§ TEXT EXCERPT:
◇ ◇ ◇ ◇ ◇ ◇ ◇

In 19th-century directories the hamlet was named 'Shephaystow' and 'Shephay Stowe'.
In 1855 there existed a mill with miller, and the Red Last public house. By 1872 the mill housed a corn miller who was also a baker. There was a pub called the Mill Inn run by a victualler who was also a brewer and shopkeeper at the same premises. There was a blacksmith, and a shoemaker who also ran a beerhouse. 1885 listings included a publican at the Red Last Inn, a coal dealer, a farmer, a blacksmith, and a wind miller. By 1933 listed were two farmers, a saddler, a carpenter, and the publican at the Red Last. Within the hamlet was a Methodist chapel with seating for 300, while the surrounding area produced potatoes, wheat and other cereals, and "large quantities of geese fatted for the London and other markets." The Red Last Inn was a brewery pub, extant in 1949, but now converted to a private dwelling.

At the east of the hamlet on Drove Road are the Grade II listed late 18th-century remains of the tower mill. The mill was working with four sails until the 1920s, but by the middle of the 1930s it had lost its roof and become a ruin.

In 2015 late 19th-century 'T' plan barn buildings of hand made brick, "good examples of local rural vernacular architecture," were the subject of an historic building survey before a proposed redevelopment at Carter's Farm on Oxcroft Bank. The survey showed various stages of original building, which included a hay loft and wood partitions, with stable block and cattle shed with hayracks and feed troughs.

◇ ◇ ◇ ◇ ◇ ◇ ◇

Saved entries

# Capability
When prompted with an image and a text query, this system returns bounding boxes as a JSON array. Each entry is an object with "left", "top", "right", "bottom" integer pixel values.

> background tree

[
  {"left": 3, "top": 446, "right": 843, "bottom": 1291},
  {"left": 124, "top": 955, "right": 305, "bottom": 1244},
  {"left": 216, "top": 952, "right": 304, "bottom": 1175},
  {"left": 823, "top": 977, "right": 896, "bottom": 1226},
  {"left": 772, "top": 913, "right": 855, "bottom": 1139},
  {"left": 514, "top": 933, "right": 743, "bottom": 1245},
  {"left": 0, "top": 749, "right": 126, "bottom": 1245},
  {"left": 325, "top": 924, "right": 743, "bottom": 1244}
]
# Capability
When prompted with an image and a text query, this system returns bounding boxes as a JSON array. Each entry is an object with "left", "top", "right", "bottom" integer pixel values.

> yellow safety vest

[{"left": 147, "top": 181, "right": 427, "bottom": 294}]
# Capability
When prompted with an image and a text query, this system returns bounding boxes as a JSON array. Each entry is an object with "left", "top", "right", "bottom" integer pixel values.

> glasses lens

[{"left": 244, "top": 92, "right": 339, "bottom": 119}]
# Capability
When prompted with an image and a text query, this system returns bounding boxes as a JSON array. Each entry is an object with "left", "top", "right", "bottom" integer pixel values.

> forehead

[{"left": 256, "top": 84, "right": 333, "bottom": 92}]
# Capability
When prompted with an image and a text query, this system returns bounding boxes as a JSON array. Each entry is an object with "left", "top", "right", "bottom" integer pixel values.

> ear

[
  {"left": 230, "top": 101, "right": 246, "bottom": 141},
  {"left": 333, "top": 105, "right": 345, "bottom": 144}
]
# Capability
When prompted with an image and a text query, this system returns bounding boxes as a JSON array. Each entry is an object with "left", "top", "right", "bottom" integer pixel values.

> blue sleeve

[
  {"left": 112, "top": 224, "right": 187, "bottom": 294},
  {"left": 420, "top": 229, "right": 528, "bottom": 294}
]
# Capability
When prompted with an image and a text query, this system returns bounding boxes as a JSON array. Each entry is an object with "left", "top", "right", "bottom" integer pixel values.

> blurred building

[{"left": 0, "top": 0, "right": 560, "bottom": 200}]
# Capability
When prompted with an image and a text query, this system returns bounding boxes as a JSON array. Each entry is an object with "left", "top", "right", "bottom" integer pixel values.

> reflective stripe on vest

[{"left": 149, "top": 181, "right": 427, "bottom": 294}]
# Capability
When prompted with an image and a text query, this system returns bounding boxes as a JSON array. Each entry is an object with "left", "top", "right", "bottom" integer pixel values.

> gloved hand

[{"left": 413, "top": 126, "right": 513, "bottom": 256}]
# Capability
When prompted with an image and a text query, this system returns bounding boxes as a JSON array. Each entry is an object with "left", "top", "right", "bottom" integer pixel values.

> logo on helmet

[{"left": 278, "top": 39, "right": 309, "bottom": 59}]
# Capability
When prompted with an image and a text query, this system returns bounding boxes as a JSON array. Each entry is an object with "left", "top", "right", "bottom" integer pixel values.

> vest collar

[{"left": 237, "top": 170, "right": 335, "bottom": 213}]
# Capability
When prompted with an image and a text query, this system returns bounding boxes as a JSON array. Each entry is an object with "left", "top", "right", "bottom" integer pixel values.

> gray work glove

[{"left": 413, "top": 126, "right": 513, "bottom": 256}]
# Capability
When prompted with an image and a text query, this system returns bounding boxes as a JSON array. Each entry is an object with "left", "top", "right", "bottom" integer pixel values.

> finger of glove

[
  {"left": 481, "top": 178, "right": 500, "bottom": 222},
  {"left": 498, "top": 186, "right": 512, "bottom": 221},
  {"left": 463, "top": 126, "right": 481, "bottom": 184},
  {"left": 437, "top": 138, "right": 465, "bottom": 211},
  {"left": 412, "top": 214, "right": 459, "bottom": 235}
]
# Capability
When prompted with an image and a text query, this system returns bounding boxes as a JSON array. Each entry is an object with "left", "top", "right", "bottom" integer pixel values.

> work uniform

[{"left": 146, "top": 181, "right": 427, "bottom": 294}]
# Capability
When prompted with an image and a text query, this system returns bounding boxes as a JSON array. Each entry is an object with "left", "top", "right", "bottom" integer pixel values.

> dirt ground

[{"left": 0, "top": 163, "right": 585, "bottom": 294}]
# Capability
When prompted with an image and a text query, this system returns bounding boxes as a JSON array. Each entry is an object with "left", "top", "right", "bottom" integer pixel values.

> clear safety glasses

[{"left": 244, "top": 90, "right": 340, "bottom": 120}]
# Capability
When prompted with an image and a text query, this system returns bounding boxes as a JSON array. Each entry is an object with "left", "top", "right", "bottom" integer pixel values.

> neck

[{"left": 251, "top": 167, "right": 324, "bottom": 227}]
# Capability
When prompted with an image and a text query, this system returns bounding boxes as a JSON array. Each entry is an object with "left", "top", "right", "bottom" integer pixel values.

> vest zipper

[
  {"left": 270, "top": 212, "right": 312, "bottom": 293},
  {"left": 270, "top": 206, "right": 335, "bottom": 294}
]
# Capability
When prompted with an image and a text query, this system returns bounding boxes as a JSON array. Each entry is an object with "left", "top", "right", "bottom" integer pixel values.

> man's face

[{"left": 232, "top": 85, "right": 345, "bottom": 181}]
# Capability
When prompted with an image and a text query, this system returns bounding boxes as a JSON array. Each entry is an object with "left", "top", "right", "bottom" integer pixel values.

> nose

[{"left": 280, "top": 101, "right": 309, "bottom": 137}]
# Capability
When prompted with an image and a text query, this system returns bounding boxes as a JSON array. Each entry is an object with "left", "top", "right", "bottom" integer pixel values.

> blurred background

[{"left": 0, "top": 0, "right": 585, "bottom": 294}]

◇ ◇ ◇ ◇ ◇ ◇ ◇

§ REQUIRED WORK:
1/ Please summarize the text on the hamlet in two sentences.
2/ According to the text on the hamlet, until when was the tower mill working with four sails?

§ ANSWER SET:
1/ Nineteenth- and twentieth-century directories list the hamlet's mill, pubs such as the Red Last Inn, and tradesmen and farmers, in an area that produced potatoes, cereals and fattened geese for market. Its late 18th-century tower mill on Drove Road worked until the 1920s and is now a Grade II listed ruin, and in 2015 late 19th-century barn buildings at Carter's Farm were surveyed before a proposed redevelopment.

2/ Until the 1920s.